Among the entries, find the lines with the string "Subject" and report them.

Provided records —
*** Block opens ***
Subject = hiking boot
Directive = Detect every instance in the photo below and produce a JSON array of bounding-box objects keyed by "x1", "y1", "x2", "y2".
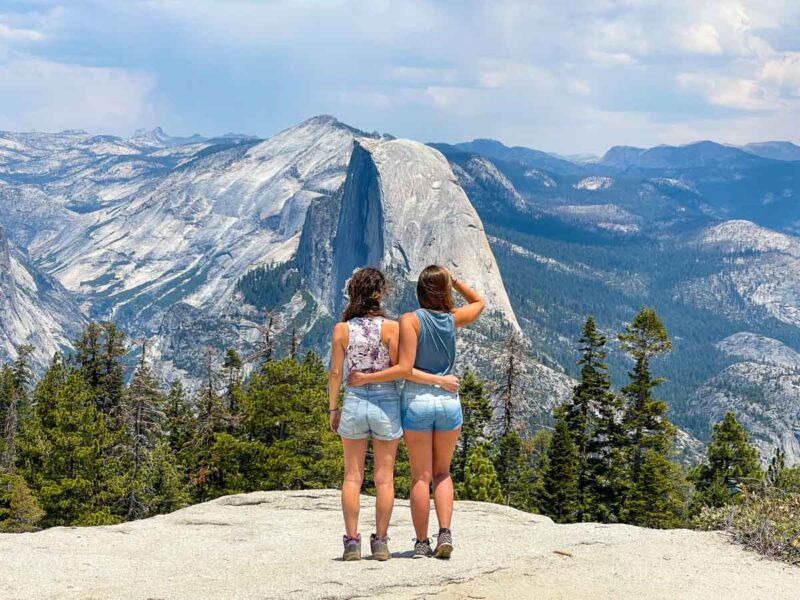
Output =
[
  {"x1": 342, "y1": 534, "x2": 361, "y2": 561},
  {"x1": 413, "y1": 538, "x2": 434, "y2": 558},
  {"x1": 370, "y1": 533, "x2": 391, "y2": 561},
  {"x1": 434, "y1": 528, "x2": 453, "y2": 559}
]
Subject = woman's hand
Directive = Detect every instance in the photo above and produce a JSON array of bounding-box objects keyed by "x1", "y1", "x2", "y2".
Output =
[
  {"x1": 329, "y1": 409, "x2": 341, "y2": 433},
  {"x1": 348, "y1": 371, "x2": 369, "y2": 387},
  {"x1": 439, "y1": 374, "x2": 460, "y2": 393}
]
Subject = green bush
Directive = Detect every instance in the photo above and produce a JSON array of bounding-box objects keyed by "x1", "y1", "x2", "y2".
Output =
[{"x1": 694, "y1": 491, "x2": 800, "y2": 565}]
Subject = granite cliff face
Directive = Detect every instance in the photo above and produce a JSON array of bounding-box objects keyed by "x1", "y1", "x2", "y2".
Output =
*** Block closes ***
Solution to the problem —
Subject = hiking boot
Subject = woman's hand
Subject = green bush
Subject = granite cliff face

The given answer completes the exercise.